STATED TASK: Recast the part of the listing that opens with the line containing "Shelf-audit task: drop a dot on every instance of the american" and runs through the end of the listing as a Markdown table with two columns, Row and Text. Row holds the row number, Text holds the line, and blank lines are left out.

— begin RECORDS FOR THE TASK —

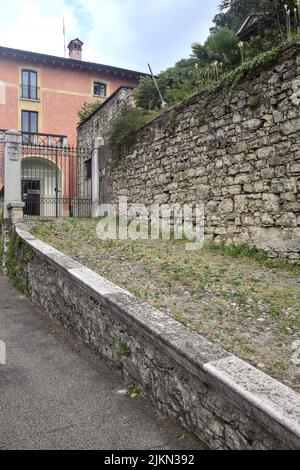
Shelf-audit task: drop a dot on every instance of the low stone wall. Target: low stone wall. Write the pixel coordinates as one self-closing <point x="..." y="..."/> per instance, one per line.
<point x="237" y="151"/>
<point x="224" y="401"/>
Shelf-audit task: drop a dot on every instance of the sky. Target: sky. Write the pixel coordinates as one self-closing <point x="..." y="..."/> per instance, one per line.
<point x="123" y="33"/>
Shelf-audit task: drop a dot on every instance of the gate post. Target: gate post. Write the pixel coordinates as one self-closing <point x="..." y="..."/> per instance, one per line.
<point x="98" y="142"/>
<point x="13" y="205"/>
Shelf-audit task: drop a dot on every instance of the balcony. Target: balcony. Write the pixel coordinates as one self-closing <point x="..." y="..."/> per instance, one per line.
<point x="44" y="140"/>
<point x="30" y="93"/>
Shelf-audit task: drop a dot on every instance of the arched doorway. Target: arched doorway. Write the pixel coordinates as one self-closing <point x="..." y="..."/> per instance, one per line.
<point x="41" y="187"/>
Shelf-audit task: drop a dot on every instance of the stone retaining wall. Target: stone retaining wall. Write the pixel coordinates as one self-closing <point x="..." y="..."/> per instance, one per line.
<point x="223" y="400"/>
<point x="237" y="151"/>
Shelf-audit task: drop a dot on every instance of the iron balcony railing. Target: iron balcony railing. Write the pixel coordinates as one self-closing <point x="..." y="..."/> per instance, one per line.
<point x="29" y="92"/>
<point x="48" y="140"/>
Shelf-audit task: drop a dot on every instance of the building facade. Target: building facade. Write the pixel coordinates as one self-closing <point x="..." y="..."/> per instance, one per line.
<point x="40" y="96"/>
<point x="43" y="94"/>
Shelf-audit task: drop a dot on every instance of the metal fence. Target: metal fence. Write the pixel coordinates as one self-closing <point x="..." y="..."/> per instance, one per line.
<point x="53" y="180"/>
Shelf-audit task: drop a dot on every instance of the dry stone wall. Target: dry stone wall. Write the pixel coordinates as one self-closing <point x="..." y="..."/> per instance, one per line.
<point x="223" y="400"/>
<point x="237" y="151"/>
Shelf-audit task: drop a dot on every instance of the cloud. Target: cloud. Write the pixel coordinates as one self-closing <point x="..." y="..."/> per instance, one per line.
<point x="124" y="33"/>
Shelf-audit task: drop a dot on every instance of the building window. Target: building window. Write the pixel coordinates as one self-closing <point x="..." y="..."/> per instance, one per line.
<point x="29" y="126"/>
<point x="100" y="89"/>
<point x="29" y="90"/>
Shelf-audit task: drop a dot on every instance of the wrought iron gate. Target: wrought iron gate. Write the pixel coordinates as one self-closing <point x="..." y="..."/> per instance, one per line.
<point x="55" y="180"/>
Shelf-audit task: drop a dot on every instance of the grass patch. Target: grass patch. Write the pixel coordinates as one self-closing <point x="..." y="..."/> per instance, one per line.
<point x="233" y="295"/>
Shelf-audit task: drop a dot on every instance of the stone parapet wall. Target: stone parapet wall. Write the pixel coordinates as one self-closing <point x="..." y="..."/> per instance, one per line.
<point x="224" y="401"/>
<point x="237" y="151"/>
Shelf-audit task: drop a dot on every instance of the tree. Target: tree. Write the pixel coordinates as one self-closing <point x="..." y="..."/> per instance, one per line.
<point x="88" y="109"/>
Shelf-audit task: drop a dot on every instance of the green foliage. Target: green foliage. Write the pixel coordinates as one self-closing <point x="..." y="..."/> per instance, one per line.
<point x="16" y="268"/>
<point x="175" y="84"/>
<point x="245" y="251"/>
<point x="224" y="44"/>
<point x="233" y="77"/>
<point x="88" y="109"/>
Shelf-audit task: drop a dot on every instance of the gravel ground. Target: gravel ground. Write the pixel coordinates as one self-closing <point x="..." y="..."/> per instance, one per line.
<point x="249" y="307"/>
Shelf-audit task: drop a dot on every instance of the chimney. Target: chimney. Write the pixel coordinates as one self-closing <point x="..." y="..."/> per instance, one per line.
<point x="75" y="49"/>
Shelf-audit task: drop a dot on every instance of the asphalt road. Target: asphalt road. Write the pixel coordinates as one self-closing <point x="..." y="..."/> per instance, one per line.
<point x="57" y="394"/>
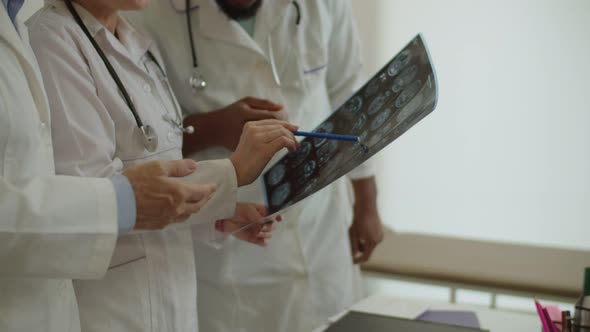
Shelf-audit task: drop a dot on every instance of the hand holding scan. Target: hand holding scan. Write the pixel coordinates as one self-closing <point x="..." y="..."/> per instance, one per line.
<point x="236" y="115"/>
<point x="259" y="142"/>
<point x="162" y="200"/>
<point x="247" y="224"/>
<point x="366" y="232"/>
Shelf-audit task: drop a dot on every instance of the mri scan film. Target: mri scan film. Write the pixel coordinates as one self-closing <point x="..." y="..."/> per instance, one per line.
<point x="402" y="93"/>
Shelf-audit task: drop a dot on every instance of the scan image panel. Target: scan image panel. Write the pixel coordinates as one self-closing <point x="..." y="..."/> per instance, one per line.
<point x="401" y="94"/>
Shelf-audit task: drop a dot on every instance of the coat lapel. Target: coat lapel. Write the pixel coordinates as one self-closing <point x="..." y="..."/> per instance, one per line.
<point x="26" y="58"/>
<point x="213" y="24"/>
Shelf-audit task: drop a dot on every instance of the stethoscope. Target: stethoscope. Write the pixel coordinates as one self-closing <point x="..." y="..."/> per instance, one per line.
<point x="149" y="135"/>
<point x="196" y="81"/>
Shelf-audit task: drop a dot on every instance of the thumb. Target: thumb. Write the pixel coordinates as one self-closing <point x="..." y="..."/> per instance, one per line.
<point x="263" y="104"/>
<point x="261" y="209"/>
<point x="179" y="168"/>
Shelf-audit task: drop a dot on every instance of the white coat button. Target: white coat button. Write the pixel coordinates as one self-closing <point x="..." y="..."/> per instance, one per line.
<point x="171" y="136"/>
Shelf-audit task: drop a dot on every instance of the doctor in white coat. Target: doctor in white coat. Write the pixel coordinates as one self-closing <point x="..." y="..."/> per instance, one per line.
<point x="151" y="282"/>
<point x="303" y="56"/>
<point x="55" y="228"/>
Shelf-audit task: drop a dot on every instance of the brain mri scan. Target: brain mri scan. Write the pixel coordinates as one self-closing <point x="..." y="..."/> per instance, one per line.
<point x="354" y="105"/>
<point x="388" y="105"/>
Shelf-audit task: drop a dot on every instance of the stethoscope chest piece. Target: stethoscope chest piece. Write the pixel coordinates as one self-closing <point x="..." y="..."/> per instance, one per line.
<point x="150" y="138"/>
<point x="196" y="81"/>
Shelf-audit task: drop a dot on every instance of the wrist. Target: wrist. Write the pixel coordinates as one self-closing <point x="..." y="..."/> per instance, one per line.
<point x="208" y="132"/>
<point x="366" y="209"/>
<point x="235" y="162"/>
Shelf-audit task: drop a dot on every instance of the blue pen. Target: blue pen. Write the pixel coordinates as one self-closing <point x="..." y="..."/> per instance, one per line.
<point x="348" y="138"/>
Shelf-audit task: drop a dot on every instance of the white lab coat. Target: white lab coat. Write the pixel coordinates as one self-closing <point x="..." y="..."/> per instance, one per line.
<point x="52" y="228"/>
<point x="151" y="282"/>
<point x="306" y="273"/>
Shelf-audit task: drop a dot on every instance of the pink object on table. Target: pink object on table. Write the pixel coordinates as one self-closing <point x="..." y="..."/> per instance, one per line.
<point x="546" y="327"/>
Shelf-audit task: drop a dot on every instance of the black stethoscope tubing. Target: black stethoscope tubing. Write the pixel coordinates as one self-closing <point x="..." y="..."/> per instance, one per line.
<point x="190" y="29"/>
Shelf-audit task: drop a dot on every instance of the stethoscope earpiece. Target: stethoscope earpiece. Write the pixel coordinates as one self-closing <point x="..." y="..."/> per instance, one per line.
<point x="197" y="82"/>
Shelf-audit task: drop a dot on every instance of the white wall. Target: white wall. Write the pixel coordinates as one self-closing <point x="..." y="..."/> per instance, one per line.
<point x="29" y="8"/>
<point x="506" y="155"/>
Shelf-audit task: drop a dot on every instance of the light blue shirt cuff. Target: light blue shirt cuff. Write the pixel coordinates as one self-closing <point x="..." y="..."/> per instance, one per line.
<point x="126" y="211"/>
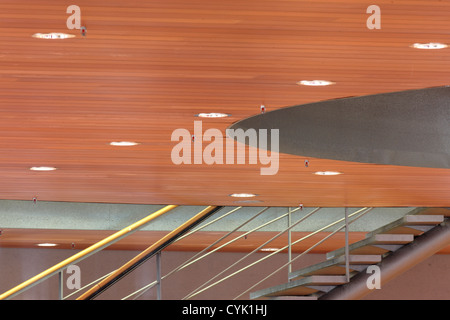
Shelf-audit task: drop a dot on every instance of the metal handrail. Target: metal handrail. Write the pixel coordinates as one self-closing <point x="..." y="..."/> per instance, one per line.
<point x="305" y="252"/>
<point x="191" y="261"/>
<point x="255" y="250"/>
<point x="271" y="254"/>
<point x="84" y="253"/>
<point x="148" y="253"/>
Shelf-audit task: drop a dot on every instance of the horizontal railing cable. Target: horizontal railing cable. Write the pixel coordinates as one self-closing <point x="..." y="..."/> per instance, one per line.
<point x="302" y="254"/>
<point x="188" y="262"/>
<point x="271" y="254"/>
<point x="255" y="250"/>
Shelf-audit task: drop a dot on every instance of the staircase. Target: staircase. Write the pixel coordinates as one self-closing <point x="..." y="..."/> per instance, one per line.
<point x="312" y="282"/>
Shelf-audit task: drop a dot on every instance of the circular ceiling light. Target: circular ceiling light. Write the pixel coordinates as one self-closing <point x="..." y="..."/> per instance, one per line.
<point x="212" y="115"/>
<point x="429" y="46"/>
<point x="327" y="173"/>
<point x="46" y="244"/>
<point x="242" y="195"/>
<point x="123" y="143"/>
<point x="42" y="168"/>
<point x="315" y="83"/>
<point x="52" y="35"/>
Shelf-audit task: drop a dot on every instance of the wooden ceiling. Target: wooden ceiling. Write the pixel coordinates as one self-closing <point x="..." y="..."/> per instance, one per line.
<point x="146" y="68"/>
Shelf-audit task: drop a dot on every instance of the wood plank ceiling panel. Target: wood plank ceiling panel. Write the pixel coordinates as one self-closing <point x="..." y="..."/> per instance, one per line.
<point x="146" y="68"/>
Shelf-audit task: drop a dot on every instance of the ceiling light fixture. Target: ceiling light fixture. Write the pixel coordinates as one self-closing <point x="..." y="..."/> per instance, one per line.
<point x="429" y="46"/>
<point x="53" y="35"/>
<point x="327" y="173"/>
<point x="242" y="195"/>
<point x="46" y="244"/>
<point x="315" y="83"/>
<point x="123" y="143"/>
<point x="212" y="115"/>
<point x="42" y="168"/>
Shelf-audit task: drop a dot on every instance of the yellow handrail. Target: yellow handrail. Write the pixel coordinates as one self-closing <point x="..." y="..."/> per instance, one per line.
<point x="101" y="285"/>
<point x="82" y="254"/>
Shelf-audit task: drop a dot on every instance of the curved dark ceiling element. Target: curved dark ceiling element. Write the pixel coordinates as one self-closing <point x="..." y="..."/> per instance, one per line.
<point x="408" y="128"/>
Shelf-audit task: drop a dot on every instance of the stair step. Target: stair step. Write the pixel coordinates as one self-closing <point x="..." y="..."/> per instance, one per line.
<point x="377" y="244"/>
<point x="302" y="287"/>
<point x="415" y="224"/>
<point x="336" y="266"/>
<point x="431" y="211"/>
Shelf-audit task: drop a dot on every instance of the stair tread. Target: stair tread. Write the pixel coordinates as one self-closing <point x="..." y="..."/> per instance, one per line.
<point x="336" y="266"/>
<point x="409" y="224"/>
<point x="301" y="287"/>
<point x="376" y="244"/>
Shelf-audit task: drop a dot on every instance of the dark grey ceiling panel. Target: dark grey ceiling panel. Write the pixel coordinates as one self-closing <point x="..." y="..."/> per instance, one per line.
<point x="408" y="128"/>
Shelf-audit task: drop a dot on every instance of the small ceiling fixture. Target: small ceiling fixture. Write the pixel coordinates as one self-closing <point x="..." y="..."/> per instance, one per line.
<point x="53" y="35"/>
<point x="315" y="83"/>
<point x="46" y="244"/>
<point x="429" y="46"/>
<point x="327" y="173"/>
<point x="42" y="168"/>
<point x="242" y="195"/>
<point x="212" y="115"/>
<point x="123" y="143"/>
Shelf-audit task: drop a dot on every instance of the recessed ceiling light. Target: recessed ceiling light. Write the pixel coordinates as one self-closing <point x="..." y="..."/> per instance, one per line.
<point x="248" y="201"/>
<point x="123" y="143"/>
<point x="42" y="168"/>
<point x="327" y="173"/>
<point x="46" y="244"/>
<point x="429" y="46"/>
<point x="53" y="35"/>
<point x="212" y="115"/>
<point x="315" y="83"/>
<point x="242" y="195"/>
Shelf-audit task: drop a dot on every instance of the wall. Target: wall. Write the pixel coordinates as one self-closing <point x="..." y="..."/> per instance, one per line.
<point x="428" y="280"/>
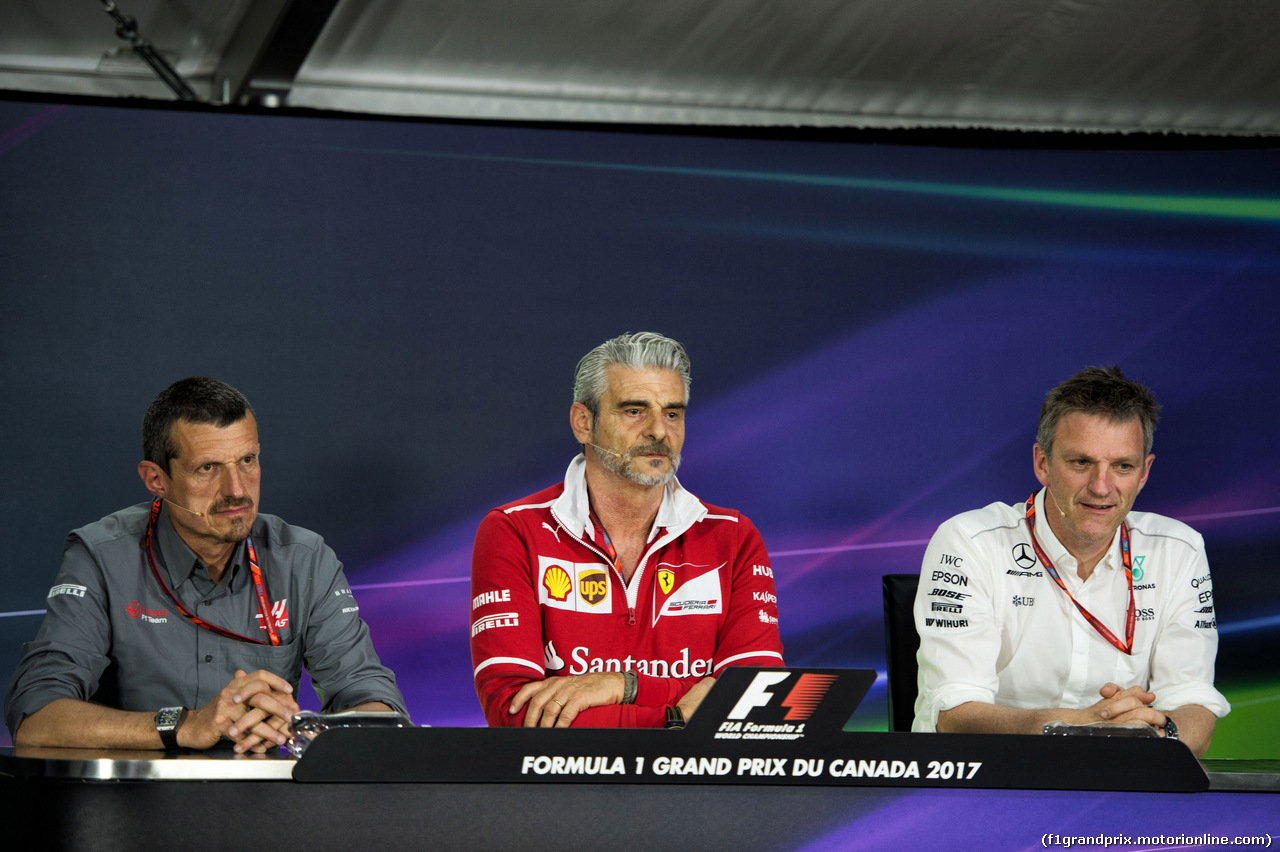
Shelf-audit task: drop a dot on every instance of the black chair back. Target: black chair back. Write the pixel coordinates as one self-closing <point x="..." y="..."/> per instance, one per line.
<point x="901" y="642"/>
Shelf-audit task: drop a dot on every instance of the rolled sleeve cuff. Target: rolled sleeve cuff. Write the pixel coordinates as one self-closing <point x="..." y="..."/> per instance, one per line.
<point x="1185" y="694"/>
<point x="945" y="699"/>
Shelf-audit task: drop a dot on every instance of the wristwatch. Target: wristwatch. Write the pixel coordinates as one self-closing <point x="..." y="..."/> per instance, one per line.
<point x="168" y="722"/>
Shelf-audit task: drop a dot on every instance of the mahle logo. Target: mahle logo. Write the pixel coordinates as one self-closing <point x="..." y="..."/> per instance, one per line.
<point x="593" y="586"/>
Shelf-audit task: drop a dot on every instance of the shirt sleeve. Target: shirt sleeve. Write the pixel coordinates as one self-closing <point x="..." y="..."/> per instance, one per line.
<point x="69" y="654"/>
<point x="959" y="633"/>
<point x="749" y="635"/>
<point x="1182" y="665"/>
<point x="338" y="650"/>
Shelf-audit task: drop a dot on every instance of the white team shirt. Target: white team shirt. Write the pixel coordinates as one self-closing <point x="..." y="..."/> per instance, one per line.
<point x="996" y="628"/>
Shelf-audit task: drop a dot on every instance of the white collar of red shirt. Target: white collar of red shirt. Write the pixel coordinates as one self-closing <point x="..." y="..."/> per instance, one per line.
<point x="679" y="511"/>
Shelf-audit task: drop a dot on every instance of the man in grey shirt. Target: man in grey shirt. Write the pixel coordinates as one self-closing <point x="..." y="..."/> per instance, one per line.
<point x="188" y="619"/>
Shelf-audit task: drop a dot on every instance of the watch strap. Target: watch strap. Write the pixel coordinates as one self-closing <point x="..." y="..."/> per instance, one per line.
<point x="168" y="720"/>
<point x="675" y="718"/>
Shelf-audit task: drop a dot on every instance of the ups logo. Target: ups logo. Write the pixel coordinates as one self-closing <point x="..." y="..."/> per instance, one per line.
<point x="593" y="586"/>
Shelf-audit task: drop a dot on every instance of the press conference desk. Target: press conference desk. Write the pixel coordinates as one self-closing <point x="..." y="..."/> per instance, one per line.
<point x="103" y="800"/>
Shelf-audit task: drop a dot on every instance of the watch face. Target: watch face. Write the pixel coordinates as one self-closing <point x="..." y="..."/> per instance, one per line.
<point x="168" y="717"/>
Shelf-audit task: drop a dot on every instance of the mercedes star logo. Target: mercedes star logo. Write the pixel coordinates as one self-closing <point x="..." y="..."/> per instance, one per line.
<point x="1023" y="555"/>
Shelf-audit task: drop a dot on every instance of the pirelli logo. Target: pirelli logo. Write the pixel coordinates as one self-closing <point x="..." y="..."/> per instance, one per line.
<point x="489" y="622"/>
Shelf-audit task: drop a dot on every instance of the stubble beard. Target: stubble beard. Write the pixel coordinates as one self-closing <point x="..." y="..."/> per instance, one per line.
<point x="622" y="466"/>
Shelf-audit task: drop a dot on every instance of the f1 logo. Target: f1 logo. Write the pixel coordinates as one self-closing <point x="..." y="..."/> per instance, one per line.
<point x="757" y="695"/>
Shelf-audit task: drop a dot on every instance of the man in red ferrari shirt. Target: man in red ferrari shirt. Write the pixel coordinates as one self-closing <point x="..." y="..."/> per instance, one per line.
<point x="615" y="598"/>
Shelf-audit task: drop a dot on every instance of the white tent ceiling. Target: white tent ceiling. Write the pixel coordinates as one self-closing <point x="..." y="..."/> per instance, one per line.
<point x="1203" y="67"/>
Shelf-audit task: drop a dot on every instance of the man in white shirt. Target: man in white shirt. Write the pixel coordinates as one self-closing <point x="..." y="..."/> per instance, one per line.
<point x="1069" y="607"/>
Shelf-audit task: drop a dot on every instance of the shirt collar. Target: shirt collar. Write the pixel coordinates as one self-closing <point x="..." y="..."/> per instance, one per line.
<point x="181" y="562"/>
<point x="677" y="512"/>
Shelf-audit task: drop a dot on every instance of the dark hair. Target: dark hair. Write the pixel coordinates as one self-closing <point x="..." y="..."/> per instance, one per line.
<point x="1098" y="390"/>
<point x="196" y="401"/>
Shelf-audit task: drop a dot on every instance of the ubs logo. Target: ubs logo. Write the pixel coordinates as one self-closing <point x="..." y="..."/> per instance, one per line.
<point x="1023" y="555"/>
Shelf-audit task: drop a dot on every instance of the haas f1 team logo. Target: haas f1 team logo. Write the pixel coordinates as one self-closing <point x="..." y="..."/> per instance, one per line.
<point x="279" y="614"/>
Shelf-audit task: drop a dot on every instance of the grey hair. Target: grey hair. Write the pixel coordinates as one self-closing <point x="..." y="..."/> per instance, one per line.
<point x="1098" y="390"/>
<point x="639" y="351"/>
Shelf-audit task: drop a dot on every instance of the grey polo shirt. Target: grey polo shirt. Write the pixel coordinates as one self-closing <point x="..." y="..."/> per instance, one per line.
<point x="113" y="636"/>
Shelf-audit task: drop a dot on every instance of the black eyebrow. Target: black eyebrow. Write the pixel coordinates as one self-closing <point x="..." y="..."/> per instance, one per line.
<point x="645" y="403"/>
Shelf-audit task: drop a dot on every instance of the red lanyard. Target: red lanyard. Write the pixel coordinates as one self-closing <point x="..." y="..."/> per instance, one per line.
<point x="1127" y="647"/>
<point x="264" y="605"/>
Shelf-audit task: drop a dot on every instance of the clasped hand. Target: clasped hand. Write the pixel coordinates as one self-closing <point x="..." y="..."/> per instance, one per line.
<point x="1127" y="705"/>
<point x="254" y="711"/>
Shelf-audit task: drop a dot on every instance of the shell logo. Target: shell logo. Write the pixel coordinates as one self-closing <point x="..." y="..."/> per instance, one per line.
<point x="557" y="582"/>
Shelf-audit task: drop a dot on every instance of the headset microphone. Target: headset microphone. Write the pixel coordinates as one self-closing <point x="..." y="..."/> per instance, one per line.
<point x="199" y="514"/>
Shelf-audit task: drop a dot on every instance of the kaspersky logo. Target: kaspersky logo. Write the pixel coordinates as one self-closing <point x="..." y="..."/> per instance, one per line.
<point x="800" y="700"/>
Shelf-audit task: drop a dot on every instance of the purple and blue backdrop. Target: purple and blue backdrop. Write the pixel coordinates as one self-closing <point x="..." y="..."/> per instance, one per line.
<point x="872" y="328"/>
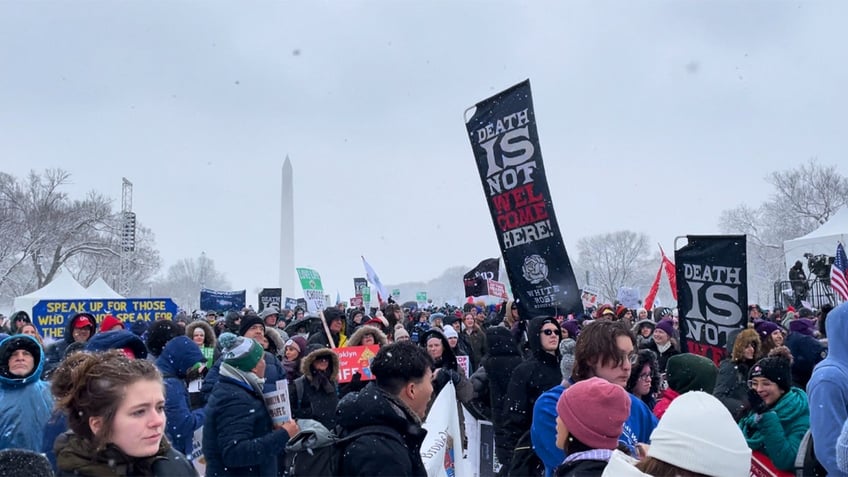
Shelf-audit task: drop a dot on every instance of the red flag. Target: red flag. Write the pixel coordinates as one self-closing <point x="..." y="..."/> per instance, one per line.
<point x="671" y="273"/>
<point x="652" y="293"/>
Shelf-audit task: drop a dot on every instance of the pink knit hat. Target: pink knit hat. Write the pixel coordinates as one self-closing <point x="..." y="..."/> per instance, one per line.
<point x="594" y="412"/>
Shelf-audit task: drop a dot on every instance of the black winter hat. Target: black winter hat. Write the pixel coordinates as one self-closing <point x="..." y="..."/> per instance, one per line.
<point x="776" y="369"/>
<point x="248" y="321"/>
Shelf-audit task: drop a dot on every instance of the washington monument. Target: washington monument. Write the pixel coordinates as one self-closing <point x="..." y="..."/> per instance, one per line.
<point x="287" y="232"/>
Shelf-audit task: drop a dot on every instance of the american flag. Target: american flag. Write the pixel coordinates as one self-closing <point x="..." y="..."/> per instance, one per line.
<point x="839" y="273"/>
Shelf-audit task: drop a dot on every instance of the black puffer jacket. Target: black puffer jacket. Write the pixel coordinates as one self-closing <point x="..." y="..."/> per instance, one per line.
<point x="380" y="455"/>
<point x="528" y="381"/>
<point x="316" y="400"/>
<point x="502" y="359"/>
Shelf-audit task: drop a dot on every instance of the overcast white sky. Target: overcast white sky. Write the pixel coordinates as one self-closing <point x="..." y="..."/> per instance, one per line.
<point x="653" y="116"/>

— end RECORDS FOR THE TASK —

ANSWER TO THE EXERCISE:
| Row | Text |
|---|---|
| 1 | Shelf-audit task: drop a dot on every instance of the american flag. Target: american flag. Write the pixel coordinates as one self-closing <point x="..." y="..."/> per instance, one per line. |
| 2 | <point x="839" y="273"/> |
| 3 | Shelf-audit task: drop a dot on every instance of the black puffer jacket. Target: black puffer jacket. Write the pixel coordinates as one self-closing <point x="..." y="..."/> per instance, one per line. |
| 4 | <point x="380" y="455"/> |
| 5 | <point x="528" y="381"/> |
| 6 | <point x="316" y="400"/> |
| 7 | <point x="502" y="359"/> |
| 8 | Shelf-audit task: drop a dot on every instance of the overcast white sky. Target: overcast white sky. Write the pixel coordinates as one self-closing <point x="..." y="..."/> per instance, one per line. |
| 9 | <point x="653" y="116"/> |